- _Coordinate annotation records_
[Start]

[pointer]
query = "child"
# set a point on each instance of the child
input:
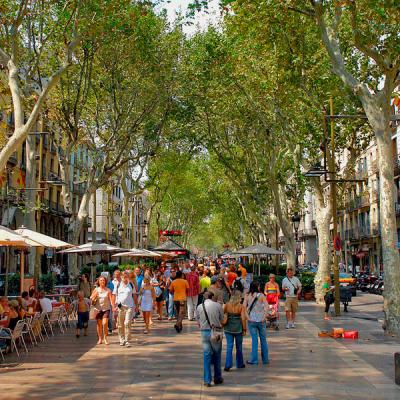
(82, 307)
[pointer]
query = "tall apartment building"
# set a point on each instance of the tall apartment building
(50, 215)
(109, 213)
(359, 223)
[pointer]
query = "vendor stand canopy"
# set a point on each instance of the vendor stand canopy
(92, 248)
(41, 239)
(170, 246)
(11, 238)
(258, 250)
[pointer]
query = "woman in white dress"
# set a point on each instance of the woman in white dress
(148, 297)
(101, 299)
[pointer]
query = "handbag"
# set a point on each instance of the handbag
(216, 331)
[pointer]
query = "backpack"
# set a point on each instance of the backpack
(238, 285)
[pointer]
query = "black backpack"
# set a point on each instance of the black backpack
(238, 285)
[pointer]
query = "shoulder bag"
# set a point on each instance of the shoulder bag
(216, 331)
(250, 309)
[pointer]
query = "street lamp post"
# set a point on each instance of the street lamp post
(296, 223)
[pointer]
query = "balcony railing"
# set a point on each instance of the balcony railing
(362, 173)
(79, 188)
(304, 233)
(374, 166)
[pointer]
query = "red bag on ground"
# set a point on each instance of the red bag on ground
(350, 335)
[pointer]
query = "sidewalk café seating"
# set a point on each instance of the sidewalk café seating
(16, 334)
(55, 318)
(34, 328)
(42, 322)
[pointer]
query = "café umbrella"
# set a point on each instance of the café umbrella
(258, 250)
(92, 248)
(43, 240)
(10, 238)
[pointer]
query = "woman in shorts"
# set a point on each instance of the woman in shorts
(101, 299)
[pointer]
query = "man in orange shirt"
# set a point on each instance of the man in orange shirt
(244, 271)
(179, 288)
(231, 276)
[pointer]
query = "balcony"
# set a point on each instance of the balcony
(364, 232)
(375, 230)
(79, 188)
(365, 200)
(396, 165)
(305, 233)
(352, 234)
(362, 173)
(374, 167)
(54, 208)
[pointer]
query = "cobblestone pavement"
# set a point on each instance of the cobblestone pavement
(165, 365)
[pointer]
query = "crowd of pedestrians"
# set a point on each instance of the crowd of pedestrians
(217, 295)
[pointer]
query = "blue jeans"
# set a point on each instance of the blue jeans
(230, 339)
(258, 329)
(212, 356)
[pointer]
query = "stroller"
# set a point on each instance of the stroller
(273, 312)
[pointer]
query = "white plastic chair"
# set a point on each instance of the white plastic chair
(54, 318)
(16, 334)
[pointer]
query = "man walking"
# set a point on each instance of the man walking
(193, 293)
(291, 285)
(210, 314)
(123, 303)
(179, 289)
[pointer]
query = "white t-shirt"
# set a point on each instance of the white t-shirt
(45, 305)
(294, 282)
(124, 294)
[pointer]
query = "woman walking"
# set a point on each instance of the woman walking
(148, 296)
(328, 297)
(255, 306)
(101, 299)
(235, 329)
(159, 289)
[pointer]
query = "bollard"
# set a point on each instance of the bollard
(397, 368)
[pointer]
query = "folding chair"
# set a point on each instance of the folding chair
(16, 334)
(54, 318)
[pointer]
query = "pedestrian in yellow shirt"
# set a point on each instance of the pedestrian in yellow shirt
(179, 288)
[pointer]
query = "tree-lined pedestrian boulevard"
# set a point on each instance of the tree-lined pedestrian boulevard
(168, 366)
(199, 199)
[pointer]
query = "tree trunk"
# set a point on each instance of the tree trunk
(378, 111)
(76, 228)
(63, 159)
(390, 252)
(125, 211)
(282, 215)
(30, 199)
(322, 219)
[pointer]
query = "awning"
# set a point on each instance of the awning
(43, 240)
(8, 216)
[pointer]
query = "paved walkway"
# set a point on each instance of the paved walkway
(165, 365)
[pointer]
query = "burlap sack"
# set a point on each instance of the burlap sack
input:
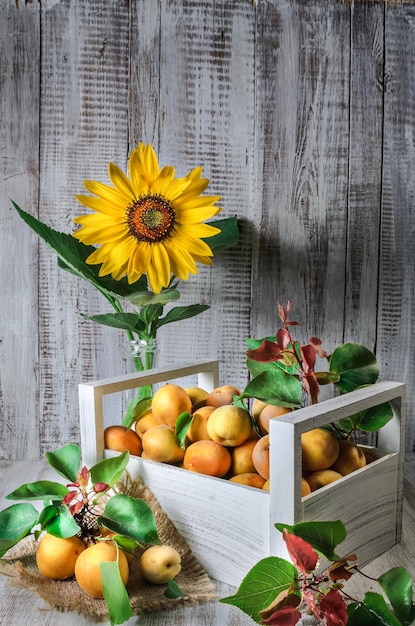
(20, 564)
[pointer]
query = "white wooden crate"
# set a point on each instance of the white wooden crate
(230, 526)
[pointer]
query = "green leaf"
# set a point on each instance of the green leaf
(356, 365)
(263, 583)
(125, 321)
(131, 517)
(397, 585)
(136, 409)
(179, 313)
(143, 298)
(115, 593)
(109, 470)
(275, 387)
(173, 590)
(181, 426)
(16, 522)
(39, 490)
(323, 536)
(63, 524)
(72, 255)
(66, 461)
(375, 418)
(228, 236)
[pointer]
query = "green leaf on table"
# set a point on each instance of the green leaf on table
(179, 313)
(125, 321)
(181, 427)
(275, 387)
(62, 524)
(66, 461)
(131, 517)
(39, 490)
(173, 590)
(397, 585)
(356, 365)
(16, 522)
(110, 470)
(228, 236)
(143, 298)
(115, 593)
(323, 536)
(72, 255)
(263, 583)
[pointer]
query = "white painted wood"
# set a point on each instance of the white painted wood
(216, 516)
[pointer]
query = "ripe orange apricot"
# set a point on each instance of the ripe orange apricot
(169, 402)
(120, 438)
(144, 423)
(56, 556)
(350, 458)
(87, 569)
(198, 427)
(320, 449)
(160, 444)
(260, 456)
(250, 479)
(269, 412)
(321, 478)
(207, 457)
(222, 395)
(229, 425)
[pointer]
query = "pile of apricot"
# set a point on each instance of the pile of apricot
(226, 440)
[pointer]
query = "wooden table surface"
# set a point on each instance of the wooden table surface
(19, 607)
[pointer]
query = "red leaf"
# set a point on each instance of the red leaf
(334, 609)
(302, 553)
(288, 616)
(267, 352)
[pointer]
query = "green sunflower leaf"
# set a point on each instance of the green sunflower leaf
(66, 461)
(16, 522)
(115, 593)
(131, 517)
(263, 583)
(228, 236)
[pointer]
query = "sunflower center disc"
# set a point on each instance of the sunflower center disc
(151, 219)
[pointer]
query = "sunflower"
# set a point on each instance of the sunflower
(148, 222)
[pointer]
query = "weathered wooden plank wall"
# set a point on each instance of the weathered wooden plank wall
(302, 115)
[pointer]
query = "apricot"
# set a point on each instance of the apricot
(87, 569)
(250, 479)
(207, 457)
(321, 478)
(197, 395)
(222, 395)
(305, 487)
(198, 428)
(144, 423)
(56, 556)
(242, 457)
(260, 456)
(229, 425)
(350, 458)
(320, 449)
(160, 444)
(169, 402)
(269, 412)
(121, 438)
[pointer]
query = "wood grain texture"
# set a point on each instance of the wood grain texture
(301, 114)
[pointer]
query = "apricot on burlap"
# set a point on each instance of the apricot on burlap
(65, 595)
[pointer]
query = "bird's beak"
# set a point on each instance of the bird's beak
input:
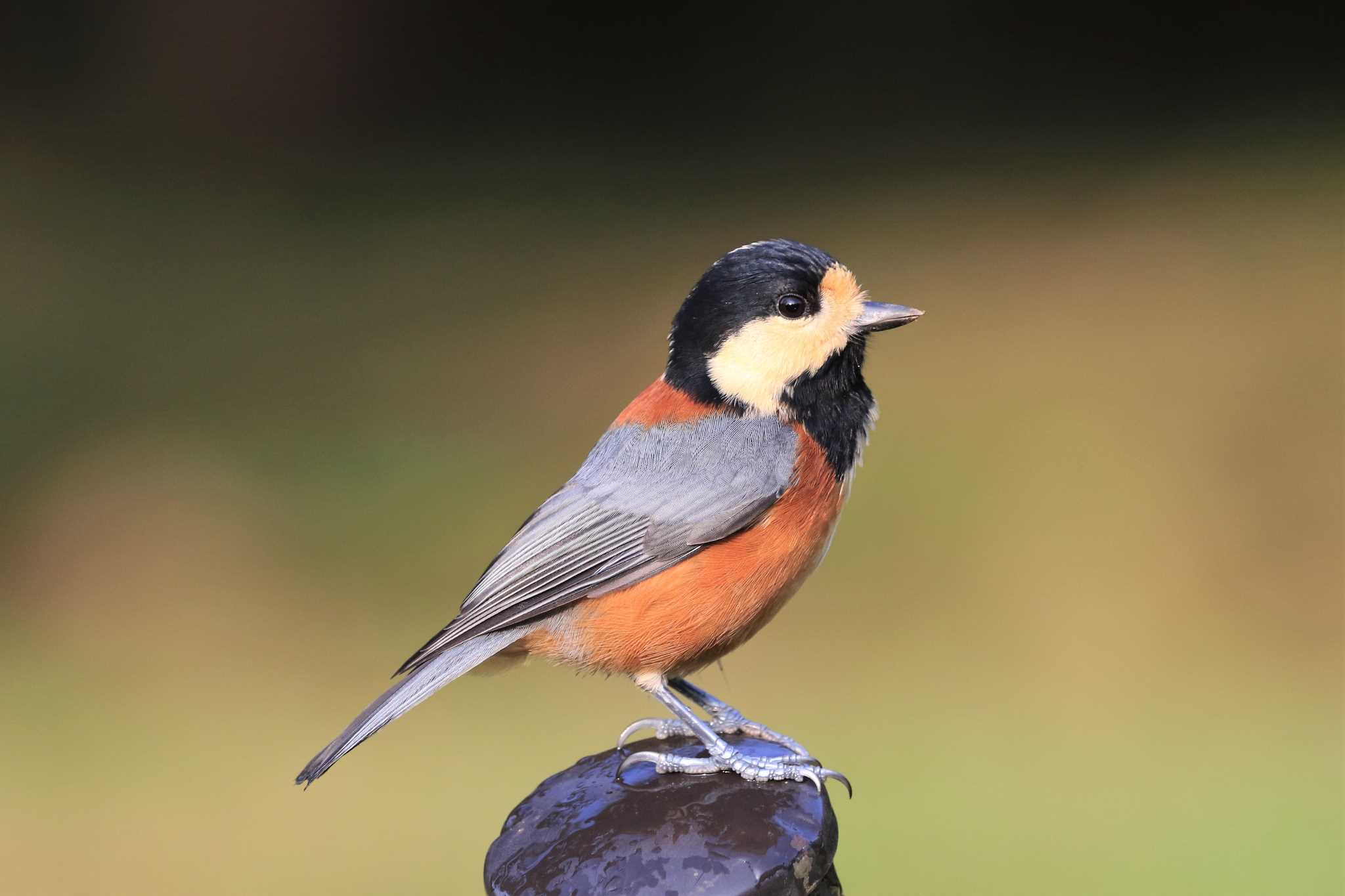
(879, 316)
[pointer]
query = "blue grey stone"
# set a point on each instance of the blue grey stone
(583, 832)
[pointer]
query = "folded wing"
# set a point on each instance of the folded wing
(645, 500)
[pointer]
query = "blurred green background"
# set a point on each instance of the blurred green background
(304, 310)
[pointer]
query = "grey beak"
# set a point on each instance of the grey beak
(880, 316)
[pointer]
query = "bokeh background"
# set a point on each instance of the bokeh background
(305, 307)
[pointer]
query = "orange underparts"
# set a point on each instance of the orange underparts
(661, 405)
(695, 612)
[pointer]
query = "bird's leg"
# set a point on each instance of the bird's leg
(724, 720)
(724, 757)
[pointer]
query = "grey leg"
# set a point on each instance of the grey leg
(724, 720)
(724, 757)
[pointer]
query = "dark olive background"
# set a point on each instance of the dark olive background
(304, 309)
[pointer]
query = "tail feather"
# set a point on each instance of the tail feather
(430, 677)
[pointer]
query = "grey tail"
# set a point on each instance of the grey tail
(426, 680)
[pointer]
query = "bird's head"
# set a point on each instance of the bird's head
(774, 327)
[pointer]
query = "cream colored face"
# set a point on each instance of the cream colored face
(761, 360)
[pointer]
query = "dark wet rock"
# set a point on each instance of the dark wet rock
(583, 832)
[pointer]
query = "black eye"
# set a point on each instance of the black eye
(791, 307)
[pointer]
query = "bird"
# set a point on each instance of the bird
(698, 513)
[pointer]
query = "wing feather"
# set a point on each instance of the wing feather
(645, 500)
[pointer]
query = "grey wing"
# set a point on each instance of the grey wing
(645, 500)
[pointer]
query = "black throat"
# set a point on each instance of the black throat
(835, 406)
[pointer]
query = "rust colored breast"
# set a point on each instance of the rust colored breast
(705, 606)
(659, 403)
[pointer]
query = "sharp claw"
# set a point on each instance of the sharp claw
(635, 726)
(837, 775)
(636, 758)
(810, 775)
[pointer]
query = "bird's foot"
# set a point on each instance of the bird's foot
(730, 758)
(724, 721)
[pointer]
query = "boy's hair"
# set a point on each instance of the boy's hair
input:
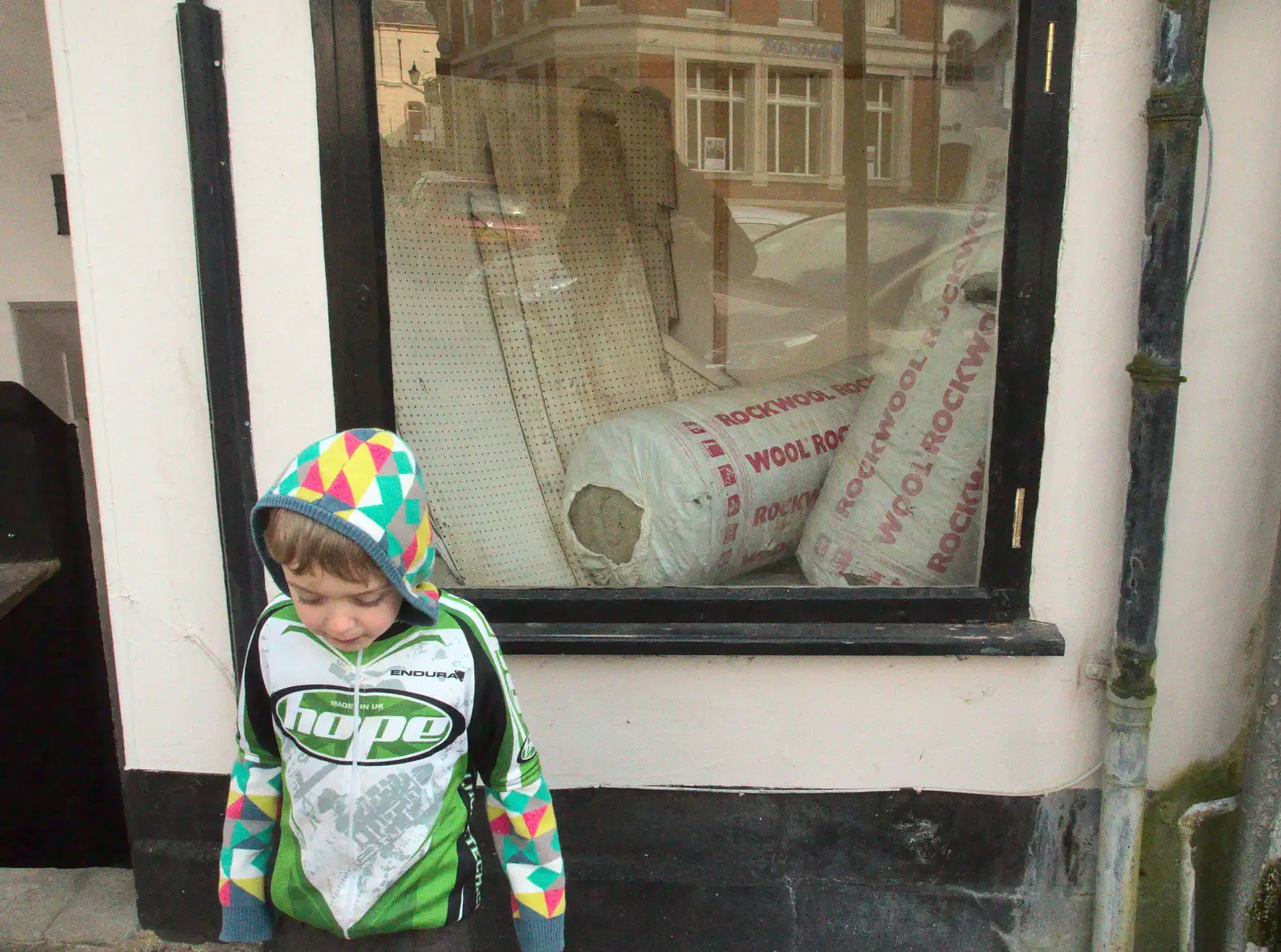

[End]

Count the lines in the entries above that contain the string "shorts" and reply with only that number.

2